[Start Passage provided]

Greenpeace pushes the fossil-fuel companies around. BLM pushes the police, local and national governments around. The Western world’s politicians are pushed around by a 16 year old child. China is simply taking advantage of this collective lack of response….

Abolition Man
Reply to  Dodgy Geezer
July 30, 2020 4:18 am

China is helping by financing many of our “grass roots” movements! They are actively waging a war against America and many of our leaders, professors and talking heads are only too happy to accept their thirty pieces of silver!

commieBob
Reply to  Dodgy Geezer
July 30, 2020 4:37 am

Some folks think China has been at it since the fall of the Soviet Union and America hasn’t been paying attention.

It seems that Mike Pompeo has just stated that America is going after regime change in China. link That could be part of President Trump’s bargaining tactics but, as with the President’s previous actions toward China, it does indicate that America has become seized of the problem.

Greg
Reply to  Dodgy Geezer
July 30, 2020 5:55 am

The time to side with Russia was four years ago when a president had just been elected on a platform of seeking closer ties.

[End Passage provided]
[Start Information shown]

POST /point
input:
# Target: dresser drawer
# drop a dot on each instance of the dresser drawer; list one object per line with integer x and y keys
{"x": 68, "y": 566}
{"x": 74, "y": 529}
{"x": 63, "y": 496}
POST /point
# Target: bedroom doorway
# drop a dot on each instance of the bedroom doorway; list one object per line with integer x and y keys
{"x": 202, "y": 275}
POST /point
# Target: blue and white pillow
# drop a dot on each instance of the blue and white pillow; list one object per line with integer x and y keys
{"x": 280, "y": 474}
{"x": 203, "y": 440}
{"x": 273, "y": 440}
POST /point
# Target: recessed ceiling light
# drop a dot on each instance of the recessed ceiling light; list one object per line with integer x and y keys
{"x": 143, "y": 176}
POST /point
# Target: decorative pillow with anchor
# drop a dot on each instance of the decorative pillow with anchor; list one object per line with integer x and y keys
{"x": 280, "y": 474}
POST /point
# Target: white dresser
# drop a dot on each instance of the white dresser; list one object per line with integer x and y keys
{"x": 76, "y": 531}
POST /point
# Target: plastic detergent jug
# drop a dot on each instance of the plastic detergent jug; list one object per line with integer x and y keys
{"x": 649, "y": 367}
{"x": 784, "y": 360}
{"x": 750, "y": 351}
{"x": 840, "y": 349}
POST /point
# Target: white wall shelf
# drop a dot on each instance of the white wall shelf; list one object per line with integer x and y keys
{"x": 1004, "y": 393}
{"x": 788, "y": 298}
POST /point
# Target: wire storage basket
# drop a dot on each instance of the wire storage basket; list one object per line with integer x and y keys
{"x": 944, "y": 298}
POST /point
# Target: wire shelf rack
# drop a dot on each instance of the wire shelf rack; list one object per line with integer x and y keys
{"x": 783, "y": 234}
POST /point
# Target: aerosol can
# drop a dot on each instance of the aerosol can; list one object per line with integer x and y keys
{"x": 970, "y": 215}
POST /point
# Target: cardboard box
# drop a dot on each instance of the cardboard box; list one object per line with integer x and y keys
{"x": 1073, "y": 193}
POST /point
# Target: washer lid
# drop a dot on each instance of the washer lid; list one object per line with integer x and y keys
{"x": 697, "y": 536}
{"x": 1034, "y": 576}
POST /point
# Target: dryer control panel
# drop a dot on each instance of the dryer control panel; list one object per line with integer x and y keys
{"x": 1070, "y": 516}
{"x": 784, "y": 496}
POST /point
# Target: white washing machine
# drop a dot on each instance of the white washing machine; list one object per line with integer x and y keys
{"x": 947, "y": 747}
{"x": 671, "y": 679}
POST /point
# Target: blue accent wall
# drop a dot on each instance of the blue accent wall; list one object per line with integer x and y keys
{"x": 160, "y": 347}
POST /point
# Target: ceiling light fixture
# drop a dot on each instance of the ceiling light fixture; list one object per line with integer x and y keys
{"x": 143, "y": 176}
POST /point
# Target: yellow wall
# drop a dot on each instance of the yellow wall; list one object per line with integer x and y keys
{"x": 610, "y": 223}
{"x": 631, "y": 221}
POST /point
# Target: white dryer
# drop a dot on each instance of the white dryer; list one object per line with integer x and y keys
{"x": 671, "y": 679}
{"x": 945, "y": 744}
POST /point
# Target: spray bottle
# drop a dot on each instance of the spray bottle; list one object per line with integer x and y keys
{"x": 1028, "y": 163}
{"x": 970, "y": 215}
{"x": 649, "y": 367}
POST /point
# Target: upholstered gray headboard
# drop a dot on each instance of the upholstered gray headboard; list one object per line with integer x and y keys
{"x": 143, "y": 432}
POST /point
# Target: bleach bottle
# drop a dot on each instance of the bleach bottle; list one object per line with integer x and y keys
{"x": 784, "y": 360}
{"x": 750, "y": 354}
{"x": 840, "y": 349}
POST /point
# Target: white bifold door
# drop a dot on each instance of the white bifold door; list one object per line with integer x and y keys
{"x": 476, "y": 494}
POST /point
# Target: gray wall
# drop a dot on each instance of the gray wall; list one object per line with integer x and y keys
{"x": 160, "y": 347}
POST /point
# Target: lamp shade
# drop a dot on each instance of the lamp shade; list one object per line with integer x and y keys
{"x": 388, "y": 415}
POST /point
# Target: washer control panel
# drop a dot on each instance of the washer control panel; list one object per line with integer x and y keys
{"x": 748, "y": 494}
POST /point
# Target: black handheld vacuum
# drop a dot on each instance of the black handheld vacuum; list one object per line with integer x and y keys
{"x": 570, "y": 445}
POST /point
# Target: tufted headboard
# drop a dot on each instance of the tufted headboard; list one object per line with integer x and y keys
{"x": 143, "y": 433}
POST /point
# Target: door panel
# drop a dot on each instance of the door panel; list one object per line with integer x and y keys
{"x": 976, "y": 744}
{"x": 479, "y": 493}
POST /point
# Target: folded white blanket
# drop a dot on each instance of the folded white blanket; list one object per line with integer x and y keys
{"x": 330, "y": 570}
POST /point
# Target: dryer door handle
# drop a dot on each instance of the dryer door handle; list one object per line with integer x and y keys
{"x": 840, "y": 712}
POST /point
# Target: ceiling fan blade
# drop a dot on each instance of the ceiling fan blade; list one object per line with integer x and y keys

[End Information shown]

Complete the following →
[1] In the comment thread, who does commieBob say has stated that America is going after regime change in China?
[2] List the names of everyone shown posting a reply in the comment thread.
[3] Pick up the comment thread after its last sentence and carry it on.
The entries have nothing to do with the comment thread.

Results of the tasks →
[1] Mike Pompeo

[2] Abolition Man, commieBob, Greg

[3]
Unfortunately the deep state spent the last four years totally screwing up that possibility.

Now the fat man wants them on his side ?? Sad but laughable.

MarkW
Reply to  Dodgy Geezer
July 30, 2020 6:57 am

Whether we can get along with Russia has a lot more with what Putin does than anything the US does.
Currently, Russia under Putin has a lot more in common with how China’s been behaving.
Constantly pushing to see how much the international community will let them get away with.

Mr.
Reply to  Dodgy Geezer
July 30, 2020 9:27 am

“Who would have thought that some of the world’s most powerful and secure countries would have allowed their societies, infrastructure and interests to be demolished from within? But that is what is happening.”

Yes, it’s the latest ’emergency’ to threaten Western democracies.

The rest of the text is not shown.